Begin Reading text

The New Farm Cook

The New Farm Cook

by Leslie Cole

reprinted with permission from The Oregonian
Tuesday, October 18, 2005 Edition: Sunrise, Section: FoodDay, Page FD01

Used to be that farm cooking meant an eggs-and-bacon breakfast cooked by the wife before dawn, followed up with a meat-and-potatoes lunch and a hefty slice of pie. The archetypal farm wife was an accomplished cook who did simple, stick-to-your-ribs home cooking, fuel for the men who toiled 15-hour days in the fields.

Today, everyone cooks and eats differently from a generation ago, including farmers.

Wife, husband or both often work jobs off the farm to make ends meet, so time is precious. And the farm cook could be wife, husband, both or neither.

Even palates have changed, with farmers who sell to food-savvy urbanites becoming ever more sophisticated about what they eat. And today’s small farmer is just as likely to be an urban escapee as someone born with soil in his blood.

So we went back to the farm to take a peek in the kitchen.

Here’s how a handful of Oregon farmers cook and eat today.

The New Farm Cook
Gathering Together Farm, photo by Kristi Gilman-Miller

John Eveland

PHILOMATH — John Eveland is in a hurry. It’s 11:15 in the kitchen at Gathering Together Farm, he’s expecting 30 hungry guests for lunch and he can’t find the olive oil to roast his beloved cipollini onions. “Grease! Grease! Where’s the olive oil?” he mutters to no one in particular, rifling through a pile under the prep sink.

It’s Monday, and that means Eveland, a tall man in shorts and baseball cap, is in the farm’s commercial kitchen, cooking the midday meal for his crew. He’s rushing to beat a 1 o’clock deadline, when the men and women who keep his 50-acre organic farm humming through the height of harvest season will stop picking salad greens long enough to fill their bellies in a shady spot behind the packing shed.

“These guys, they eat,” he says of his field crew, a hardworking bunch in their 20s and 30s, many from the Mexican state of Oaxaca.

Lucky for Eveland, he has plenty of ingredients at his fingertips, gleaned from a patchwork quilt of farm fields hugging Mary’s River, a few stoplights from Corvallis.

End Reading text
Begin Supplied material

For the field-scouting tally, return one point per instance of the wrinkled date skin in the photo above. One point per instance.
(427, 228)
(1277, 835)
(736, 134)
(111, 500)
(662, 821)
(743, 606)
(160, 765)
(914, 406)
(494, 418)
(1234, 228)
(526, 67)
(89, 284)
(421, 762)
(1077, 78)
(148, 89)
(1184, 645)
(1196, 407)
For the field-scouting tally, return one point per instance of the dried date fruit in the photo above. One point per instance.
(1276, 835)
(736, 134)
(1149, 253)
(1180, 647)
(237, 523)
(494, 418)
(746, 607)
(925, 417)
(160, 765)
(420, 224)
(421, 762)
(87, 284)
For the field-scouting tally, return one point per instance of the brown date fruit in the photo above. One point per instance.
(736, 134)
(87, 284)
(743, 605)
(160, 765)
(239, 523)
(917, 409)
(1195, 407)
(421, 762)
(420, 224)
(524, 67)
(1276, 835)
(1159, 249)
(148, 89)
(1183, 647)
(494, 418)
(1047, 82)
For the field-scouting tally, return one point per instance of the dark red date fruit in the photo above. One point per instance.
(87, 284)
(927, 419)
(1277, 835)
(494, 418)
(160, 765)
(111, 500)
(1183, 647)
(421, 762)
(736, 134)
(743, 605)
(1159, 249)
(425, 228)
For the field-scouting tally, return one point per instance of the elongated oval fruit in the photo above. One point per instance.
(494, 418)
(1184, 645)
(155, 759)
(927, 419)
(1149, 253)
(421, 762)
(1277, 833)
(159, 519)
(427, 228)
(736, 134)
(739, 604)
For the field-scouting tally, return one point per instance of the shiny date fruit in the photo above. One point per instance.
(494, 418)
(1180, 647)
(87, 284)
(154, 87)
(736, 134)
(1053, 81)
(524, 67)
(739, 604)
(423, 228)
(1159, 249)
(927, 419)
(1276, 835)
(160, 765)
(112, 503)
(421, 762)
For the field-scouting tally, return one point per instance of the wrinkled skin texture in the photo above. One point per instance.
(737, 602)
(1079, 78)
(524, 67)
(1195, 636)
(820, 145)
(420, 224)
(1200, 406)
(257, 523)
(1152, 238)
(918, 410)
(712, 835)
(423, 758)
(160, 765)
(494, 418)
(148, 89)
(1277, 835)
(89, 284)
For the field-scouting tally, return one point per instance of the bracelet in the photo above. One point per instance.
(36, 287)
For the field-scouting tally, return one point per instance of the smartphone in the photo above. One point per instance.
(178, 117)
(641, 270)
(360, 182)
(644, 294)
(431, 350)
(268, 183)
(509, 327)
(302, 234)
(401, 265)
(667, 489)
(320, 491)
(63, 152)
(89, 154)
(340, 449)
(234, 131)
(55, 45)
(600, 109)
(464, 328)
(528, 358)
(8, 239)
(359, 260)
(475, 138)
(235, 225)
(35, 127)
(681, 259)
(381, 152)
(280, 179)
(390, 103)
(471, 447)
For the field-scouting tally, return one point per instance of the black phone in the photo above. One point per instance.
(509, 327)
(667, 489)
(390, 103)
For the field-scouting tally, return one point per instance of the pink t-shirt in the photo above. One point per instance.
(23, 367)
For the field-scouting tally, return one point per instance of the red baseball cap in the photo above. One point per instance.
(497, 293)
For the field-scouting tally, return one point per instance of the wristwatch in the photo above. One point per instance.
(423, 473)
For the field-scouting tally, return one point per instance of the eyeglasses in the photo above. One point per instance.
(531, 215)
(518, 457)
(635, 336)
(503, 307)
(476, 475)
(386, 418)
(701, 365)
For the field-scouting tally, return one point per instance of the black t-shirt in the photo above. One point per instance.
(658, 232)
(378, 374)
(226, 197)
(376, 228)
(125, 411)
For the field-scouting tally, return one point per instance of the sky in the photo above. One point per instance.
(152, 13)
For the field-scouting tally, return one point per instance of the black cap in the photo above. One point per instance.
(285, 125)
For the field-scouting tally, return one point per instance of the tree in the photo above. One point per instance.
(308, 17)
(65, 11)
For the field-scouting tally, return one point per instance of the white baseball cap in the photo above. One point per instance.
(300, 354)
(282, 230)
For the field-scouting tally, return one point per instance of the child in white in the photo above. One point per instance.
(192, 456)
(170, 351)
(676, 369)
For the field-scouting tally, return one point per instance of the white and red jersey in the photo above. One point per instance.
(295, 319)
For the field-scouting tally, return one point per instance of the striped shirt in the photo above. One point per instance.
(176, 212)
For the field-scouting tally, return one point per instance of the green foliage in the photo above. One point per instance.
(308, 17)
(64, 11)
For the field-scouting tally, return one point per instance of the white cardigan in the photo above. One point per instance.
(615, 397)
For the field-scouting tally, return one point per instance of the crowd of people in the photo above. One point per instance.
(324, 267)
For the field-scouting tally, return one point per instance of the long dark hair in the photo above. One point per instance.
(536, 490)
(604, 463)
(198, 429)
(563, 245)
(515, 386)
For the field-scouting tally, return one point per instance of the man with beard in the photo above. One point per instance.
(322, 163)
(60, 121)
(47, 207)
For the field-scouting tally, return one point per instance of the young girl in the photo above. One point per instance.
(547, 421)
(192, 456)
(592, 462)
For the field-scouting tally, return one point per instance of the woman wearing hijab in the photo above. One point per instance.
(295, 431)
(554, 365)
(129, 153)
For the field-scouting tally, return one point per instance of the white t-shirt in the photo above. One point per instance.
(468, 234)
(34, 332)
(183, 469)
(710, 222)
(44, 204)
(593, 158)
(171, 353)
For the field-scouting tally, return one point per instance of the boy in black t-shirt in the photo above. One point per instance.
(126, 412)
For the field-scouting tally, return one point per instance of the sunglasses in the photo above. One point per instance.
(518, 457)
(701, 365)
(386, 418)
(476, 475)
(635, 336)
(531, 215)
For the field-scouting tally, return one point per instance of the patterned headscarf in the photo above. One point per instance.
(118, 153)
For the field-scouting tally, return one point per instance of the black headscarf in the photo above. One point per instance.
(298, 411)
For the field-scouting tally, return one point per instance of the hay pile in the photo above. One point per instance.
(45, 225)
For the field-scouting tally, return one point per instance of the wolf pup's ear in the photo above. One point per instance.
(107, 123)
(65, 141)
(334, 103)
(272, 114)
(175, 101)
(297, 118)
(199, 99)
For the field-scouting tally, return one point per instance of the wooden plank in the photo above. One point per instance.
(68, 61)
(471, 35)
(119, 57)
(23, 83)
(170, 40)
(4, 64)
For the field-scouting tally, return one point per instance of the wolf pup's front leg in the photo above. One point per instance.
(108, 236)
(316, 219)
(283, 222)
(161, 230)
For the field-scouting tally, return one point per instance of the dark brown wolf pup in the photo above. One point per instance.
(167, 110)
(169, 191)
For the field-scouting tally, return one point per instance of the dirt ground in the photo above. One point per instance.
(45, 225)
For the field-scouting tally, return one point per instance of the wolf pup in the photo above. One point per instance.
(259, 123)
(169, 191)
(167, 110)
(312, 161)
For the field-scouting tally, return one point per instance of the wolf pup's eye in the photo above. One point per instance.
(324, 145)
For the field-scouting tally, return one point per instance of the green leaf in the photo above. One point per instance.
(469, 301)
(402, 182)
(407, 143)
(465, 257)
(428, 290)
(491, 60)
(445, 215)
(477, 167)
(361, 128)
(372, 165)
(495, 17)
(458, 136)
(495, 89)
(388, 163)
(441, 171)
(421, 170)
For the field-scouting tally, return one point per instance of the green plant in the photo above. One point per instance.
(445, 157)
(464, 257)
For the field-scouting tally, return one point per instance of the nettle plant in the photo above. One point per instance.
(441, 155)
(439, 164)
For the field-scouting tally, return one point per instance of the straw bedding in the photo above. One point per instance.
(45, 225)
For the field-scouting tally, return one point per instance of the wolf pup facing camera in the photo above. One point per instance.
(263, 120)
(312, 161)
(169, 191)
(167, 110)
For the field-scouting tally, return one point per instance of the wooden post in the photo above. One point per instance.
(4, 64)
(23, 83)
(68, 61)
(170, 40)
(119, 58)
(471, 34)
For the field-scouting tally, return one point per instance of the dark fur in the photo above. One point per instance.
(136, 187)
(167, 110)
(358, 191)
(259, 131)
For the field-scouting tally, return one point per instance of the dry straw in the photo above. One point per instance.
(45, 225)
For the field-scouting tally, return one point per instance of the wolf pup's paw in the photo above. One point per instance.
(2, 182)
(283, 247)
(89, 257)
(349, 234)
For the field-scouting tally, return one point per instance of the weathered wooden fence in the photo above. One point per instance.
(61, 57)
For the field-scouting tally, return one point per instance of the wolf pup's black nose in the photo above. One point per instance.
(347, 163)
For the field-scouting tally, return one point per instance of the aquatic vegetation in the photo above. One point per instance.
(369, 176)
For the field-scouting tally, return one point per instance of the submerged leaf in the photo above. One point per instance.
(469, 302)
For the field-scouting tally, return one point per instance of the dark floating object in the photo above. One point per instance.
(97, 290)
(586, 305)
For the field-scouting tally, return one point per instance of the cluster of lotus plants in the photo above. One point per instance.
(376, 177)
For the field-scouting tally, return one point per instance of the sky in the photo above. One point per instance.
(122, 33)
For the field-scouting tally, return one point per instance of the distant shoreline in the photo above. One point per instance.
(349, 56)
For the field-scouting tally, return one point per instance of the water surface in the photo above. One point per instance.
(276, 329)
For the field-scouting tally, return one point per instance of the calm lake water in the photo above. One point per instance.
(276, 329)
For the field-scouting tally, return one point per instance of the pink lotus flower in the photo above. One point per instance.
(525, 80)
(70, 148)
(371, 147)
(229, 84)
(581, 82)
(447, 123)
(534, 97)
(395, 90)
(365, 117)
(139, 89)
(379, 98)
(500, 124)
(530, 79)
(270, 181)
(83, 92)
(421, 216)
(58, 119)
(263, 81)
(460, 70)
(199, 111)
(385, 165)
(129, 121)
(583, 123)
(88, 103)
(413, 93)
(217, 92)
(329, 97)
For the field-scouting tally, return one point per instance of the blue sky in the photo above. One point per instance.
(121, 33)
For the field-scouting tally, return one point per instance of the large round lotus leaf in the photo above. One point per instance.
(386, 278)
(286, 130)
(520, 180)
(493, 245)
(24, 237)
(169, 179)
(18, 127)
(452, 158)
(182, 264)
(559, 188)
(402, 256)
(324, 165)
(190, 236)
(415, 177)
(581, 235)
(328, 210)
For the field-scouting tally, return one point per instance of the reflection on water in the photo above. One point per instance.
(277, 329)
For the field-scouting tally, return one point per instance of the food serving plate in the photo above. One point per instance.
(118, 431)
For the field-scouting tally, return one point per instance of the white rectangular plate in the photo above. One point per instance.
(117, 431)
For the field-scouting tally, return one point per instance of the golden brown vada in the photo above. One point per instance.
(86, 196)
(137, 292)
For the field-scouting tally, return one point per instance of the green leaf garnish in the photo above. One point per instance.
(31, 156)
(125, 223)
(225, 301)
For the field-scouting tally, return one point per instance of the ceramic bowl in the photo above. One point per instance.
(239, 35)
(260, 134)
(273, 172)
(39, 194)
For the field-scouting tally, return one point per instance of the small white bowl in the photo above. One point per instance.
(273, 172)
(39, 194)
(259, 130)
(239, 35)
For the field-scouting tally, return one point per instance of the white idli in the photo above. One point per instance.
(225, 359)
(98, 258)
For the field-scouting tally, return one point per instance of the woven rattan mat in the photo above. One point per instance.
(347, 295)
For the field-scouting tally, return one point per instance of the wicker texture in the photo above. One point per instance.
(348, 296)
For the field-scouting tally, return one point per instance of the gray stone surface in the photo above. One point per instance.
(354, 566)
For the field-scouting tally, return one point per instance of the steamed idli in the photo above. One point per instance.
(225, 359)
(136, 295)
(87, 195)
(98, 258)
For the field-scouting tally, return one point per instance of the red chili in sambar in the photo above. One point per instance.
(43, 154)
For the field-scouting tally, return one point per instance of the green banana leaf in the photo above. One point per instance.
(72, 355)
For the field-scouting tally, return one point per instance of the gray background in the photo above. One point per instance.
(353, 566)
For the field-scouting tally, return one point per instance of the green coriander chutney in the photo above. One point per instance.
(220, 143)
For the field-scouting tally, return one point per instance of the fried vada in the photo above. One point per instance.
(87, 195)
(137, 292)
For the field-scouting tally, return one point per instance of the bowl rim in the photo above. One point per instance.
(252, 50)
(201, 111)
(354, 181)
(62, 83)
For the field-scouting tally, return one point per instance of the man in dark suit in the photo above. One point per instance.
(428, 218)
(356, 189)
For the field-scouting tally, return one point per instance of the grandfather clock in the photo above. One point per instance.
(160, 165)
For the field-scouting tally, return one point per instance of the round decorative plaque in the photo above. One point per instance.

End Supplied material

▶ **Task brief**
According to the farm cooking article, why is time precious for today's farm families? These lines were taken from a separate source.

▶ **Task output**
Time is precious because the wife, the husband, or both often work jobs off the farm to make ends meet.